** START OF Material to process **

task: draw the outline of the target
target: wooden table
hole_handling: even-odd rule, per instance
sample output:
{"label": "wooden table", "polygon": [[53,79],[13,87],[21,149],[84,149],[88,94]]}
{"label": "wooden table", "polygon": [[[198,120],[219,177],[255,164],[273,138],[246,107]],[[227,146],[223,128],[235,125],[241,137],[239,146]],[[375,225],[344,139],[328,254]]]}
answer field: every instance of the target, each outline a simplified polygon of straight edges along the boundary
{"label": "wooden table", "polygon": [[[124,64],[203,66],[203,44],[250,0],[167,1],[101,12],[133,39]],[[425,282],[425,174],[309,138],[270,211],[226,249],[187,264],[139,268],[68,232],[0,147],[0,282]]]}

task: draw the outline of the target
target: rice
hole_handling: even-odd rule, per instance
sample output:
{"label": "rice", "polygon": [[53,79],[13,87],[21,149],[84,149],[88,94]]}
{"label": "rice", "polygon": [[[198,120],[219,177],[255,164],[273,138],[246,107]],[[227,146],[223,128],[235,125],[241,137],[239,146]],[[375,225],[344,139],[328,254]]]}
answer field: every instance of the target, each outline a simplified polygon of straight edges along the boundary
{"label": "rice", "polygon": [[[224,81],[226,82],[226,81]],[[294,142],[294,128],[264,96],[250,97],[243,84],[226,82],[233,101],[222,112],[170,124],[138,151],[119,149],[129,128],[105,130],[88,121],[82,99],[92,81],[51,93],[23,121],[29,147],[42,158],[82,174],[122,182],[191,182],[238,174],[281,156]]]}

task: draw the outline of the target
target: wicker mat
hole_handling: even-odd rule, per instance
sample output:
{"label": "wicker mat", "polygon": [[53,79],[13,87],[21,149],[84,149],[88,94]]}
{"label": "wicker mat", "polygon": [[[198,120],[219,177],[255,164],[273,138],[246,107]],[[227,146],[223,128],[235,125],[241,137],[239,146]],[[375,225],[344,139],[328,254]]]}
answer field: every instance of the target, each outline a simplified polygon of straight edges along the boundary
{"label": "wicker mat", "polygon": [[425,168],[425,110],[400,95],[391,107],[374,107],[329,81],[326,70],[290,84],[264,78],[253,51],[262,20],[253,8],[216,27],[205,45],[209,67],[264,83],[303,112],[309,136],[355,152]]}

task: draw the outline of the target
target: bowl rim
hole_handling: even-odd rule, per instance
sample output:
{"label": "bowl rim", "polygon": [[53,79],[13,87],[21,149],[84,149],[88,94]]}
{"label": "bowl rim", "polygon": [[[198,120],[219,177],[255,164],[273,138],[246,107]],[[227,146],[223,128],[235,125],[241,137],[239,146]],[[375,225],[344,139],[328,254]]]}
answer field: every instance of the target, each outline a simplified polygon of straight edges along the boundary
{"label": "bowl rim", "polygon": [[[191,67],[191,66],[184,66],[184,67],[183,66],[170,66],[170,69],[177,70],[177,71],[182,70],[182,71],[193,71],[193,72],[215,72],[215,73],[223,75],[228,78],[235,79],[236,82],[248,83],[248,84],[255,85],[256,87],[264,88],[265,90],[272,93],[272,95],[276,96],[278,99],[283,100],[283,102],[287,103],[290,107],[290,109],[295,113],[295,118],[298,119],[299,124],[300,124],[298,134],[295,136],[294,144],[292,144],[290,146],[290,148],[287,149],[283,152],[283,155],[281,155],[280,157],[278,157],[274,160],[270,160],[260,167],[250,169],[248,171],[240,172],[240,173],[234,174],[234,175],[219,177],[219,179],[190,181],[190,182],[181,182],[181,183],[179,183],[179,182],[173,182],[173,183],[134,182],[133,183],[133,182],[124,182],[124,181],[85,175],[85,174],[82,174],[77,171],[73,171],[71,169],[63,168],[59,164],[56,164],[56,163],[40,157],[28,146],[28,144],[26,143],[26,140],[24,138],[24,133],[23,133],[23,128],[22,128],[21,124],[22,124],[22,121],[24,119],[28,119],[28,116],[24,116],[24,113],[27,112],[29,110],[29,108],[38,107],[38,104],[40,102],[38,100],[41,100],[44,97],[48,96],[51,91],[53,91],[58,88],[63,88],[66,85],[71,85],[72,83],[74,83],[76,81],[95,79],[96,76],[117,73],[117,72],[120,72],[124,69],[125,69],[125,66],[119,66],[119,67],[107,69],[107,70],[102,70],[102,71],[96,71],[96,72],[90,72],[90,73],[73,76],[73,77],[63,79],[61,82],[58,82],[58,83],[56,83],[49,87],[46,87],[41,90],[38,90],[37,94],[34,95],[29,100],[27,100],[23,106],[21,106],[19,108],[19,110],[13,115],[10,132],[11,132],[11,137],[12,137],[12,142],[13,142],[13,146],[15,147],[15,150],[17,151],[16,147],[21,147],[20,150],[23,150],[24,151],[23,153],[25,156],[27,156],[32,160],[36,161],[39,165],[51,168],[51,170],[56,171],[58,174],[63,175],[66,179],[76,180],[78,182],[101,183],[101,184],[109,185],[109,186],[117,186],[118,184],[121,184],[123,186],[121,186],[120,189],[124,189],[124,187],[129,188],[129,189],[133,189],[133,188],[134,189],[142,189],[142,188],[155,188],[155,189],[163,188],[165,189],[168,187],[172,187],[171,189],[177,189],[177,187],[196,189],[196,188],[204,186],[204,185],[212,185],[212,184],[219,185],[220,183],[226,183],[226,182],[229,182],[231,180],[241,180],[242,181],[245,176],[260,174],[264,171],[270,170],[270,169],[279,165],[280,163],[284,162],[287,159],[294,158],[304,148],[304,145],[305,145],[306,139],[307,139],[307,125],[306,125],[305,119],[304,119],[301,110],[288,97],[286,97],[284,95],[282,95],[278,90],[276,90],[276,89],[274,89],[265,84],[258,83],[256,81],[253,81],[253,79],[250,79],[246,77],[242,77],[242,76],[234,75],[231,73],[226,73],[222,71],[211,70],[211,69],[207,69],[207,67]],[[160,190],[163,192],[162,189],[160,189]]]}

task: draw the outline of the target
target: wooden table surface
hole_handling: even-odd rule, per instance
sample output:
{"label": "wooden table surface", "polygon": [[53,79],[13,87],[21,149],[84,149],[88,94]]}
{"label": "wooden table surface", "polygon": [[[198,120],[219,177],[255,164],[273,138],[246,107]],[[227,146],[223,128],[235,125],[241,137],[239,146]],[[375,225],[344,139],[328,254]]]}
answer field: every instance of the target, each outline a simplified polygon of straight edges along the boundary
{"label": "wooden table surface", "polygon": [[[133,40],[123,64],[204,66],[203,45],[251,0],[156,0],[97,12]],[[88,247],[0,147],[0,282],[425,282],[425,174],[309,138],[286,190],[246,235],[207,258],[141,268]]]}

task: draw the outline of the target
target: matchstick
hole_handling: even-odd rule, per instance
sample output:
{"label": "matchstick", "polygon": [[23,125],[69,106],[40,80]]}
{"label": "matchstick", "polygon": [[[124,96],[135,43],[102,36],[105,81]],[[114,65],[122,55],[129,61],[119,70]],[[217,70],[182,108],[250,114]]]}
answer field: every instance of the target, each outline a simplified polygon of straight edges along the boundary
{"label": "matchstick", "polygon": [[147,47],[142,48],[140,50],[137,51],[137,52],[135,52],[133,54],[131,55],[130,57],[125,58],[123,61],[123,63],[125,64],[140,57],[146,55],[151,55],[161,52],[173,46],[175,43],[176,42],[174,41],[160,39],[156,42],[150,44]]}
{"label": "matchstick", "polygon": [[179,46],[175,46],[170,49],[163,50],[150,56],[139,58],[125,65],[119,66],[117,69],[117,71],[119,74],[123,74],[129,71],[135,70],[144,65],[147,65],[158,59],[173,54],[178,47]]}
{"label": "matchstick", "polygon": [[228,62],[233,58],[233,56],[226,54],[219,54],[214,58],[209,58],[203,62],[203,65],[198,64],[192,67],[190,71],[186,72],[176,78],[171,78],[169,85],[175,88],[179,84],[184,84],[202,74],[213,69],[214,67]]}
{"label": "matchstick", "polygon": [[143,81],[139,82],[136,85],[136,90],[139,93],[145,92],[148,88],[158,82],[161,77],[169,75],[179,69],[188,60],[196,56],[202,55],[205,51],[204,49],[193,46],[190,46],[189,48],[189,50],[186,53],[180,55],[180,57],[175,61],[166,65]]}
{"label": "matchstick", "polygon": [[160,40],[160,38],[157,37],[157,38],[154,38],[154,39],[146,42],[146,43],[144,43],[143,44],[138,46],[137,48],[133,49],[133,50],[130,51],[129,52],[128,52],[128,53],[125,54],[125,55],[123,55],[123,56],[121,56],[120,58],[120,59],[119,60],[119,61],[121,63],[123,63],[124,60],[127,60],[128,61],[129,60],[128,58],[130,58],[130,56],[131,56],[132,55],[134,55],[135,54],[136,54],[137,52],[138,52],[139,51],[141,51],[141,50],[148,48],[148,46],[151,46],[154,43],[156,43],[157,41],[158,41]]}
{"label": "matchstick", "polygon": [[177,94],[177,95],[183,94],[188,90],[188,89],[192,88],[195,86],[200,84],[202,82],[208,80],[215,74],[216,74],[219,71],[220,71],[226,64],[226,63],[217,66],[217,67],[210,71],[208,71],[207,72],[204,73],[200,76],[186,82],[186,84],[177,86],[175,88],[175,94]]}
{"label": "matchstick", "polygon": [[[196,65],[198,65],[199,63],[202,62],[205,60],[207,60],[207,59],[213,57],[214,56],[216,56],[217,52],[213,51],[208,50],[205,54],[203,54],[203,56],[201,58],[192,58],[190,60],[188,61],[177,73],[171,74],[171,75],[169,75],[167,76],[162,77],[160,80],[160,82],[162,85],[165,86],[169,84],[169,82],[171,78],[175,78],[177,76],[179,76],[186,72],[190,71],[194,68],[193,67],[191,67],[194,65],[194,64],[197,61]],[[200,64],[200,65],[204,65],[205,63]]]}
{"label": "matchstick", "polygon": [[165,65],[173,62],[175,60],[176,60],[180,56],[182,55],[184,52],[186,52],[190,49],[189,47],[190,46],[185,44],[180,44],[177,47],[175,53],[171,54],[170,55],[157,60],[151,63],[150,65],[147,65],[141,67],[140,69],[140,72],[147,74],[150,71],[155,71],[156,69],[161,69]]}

** END OF Material to process **

Goal of the exercise>
Determine how many lines of the entries above contain the string "surface", treating uppercase and lowercase letters as different. Give only the number.

Output below>
4